§ AUFGABEN:
A. Können Sie aus dem Grönemeyer-Interview die Passage wortgetreu ausgeben, die mit „Wie schafft man“ anfängt und sich bis einschließlich „Jungen nicht mehr?“ fortsetzt?
B. Können Sie das Grönemeyer-Interview im Anschluss an seinen letzten Satz weiterführen?

Wie schafft man es, kein alter weißer Mann zu werden?
Grönemeyer
Wenn man sich darüber im Klaren ist, dass man einer ist wahrscheinlich – und dazu muss man ständig in Selbstreflexion. Nur weil ich ein paar Liedchen schreibe oder den einen oder anderen klugen Satz sage, bin ich dennoch nicht davor gefeit, selbst ein alter weißer Mann zu werden. Ich wurde auch von einer neoliberalen Welt geprägt, die sich stets gewinnoptimiert nach vorne bewegt hat. Die Auseinandersetzung mit sich selbst darf nie aufhören. Sonst macht man den großen Fehler, sich einzureden, dass man ohnehin nicht dazugehört. Ich kenne das von meinem Vater. Er hat sich ständig, bis er 85 Jahre war, in Frage gestellt und sich bei seinen Söhnen entschuldigt und seine Zeit im Krieg hinterfragt.
Ihre Generation hat gegen die Eltern revoltiert und versteht jetzt die Jungen nicht mehr? 
Grönemeyer
Meine Generation nimmt noch immer für sich in Anspruch, die politisch denkende Elite zu sein, die Weisheit gepachtet zu haben. Das sieht man im konservativen Lager immer, aber auch an der Überheblichkeit der Sozialdemokratie, die komplett den Geist dafür verloren hat, füreinander verantwortlich zu sein. 
Sieht man das nicht auch jeden Tag auf den Straßen, wenn sich verzweifelte junge Menschen an Wänden und Straßen festkleben und protestieren?
Grönemeyer
Richtig. Der größte Zynismus für mich ist, wenn die deutsche Bundesregierung über die Menschen, die sich auf der Straße ankleben, erklären, das sei nicht zielführend. Jeder Protest ist da, um eine Regierung aufzuscheuchen.
Sie selbst sind großer Autofan. Können Sie das noch vertreten? 
Grönemeyer
Ich bin ein richtiger Auto-Nerd mit einer eigenen Autosammlung. In Essen im Ruhrgebiet gibt es jeden Samstag den größten Automarkt der Welt, da war ich früher immer, hab mir für ein paar Hundert Mark ein Auto gekauft und ein paar Monate später wieder weiterverkauft. Fakt ist: Wenn wir was ändern wollen, müssen wir das radikal machen. Wir brauchen eine Verkehrswende – und man kann die Wut der Menschen, die wegen der drohenden Klimakatastrophe ganz andere und reale Ängste haben, nicht einfach bagatellisieren.

§ BEREITGESTELLTE DATEN:

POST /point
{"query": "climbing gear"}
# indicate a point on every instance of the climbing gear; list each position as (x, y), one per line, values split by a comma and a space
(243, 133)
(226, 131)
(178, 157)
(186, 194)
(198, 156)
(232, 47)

§ DIE ANTWORTEN:
A.
Wie schafft man es, kein alter weißer Mann zu werden?
Grönemeyer
Wenn man sich darüber im Klaren ist, dass man einer ist wahrscheinlich – und dazu muss man ständig in Selbstreflexion. Nur weil ich ein paar Liedchen schreibe oder den einen oder anderen klugen Satz sage, bin ich dennoch nicht davor gefeit, selbst ein alter weißer Mann zu werden. Ich wurde auch von einer neoliberalen Welt geprägt, die sich stets gewinnoptimiert nach vorne bewegt hat. Die Auseinandersetzung mit sich selbst darf nie aufhören. Sonst macht man den großen Fehler, sich einzureden, dass man ohnehin nicht dazugehört. Ich kenne das von meinem Vater. Er hat sich ständig, bis er 85 Jahre war, in Frage gestellt und sich bei seinen Söhnen entschuldigt und seine Zeit im Krieg hinterfragt.
Ihre Generation hat gegen die Eltern revoltiert und versteht jetzt die Jungen nicht mehr?

B.
Hätten Sie denn bei der Klima-Protestaktion in Lützerath, wie die Band AnnenMayKantereit, ein Konzert gegeben? 
Grönemeyer
Ja, das hätte ich gemacht. Ich habe die Aktion auch unterstützt – und bin in meinem Leben immer wieder an Brennpunkten aufgetreten. 

Herbert Grönemeyer, 66,

der Sänger und Komponist hat es seit „4630 Bochum“ (1984) mit jedem Album auf Platz eins der deutschen Musikcharts geschafft. Sein erfolgreichstes Album „Mensch“ (2002) verkaufte sich 3,7 Millionen Mal. Grönemeyer war Theater- und Filmschauspieler („Das Boot“) und gründete das Label Grönland Records. 

Er engagiert sich in unterschiedlichen sozialen Projekten, im Kampf gegen Rechtsextremismus und ist in der Flüchtlingsbetreuung aktiv.

Muss man sich als Künstler:in zu politischen Themen äußern?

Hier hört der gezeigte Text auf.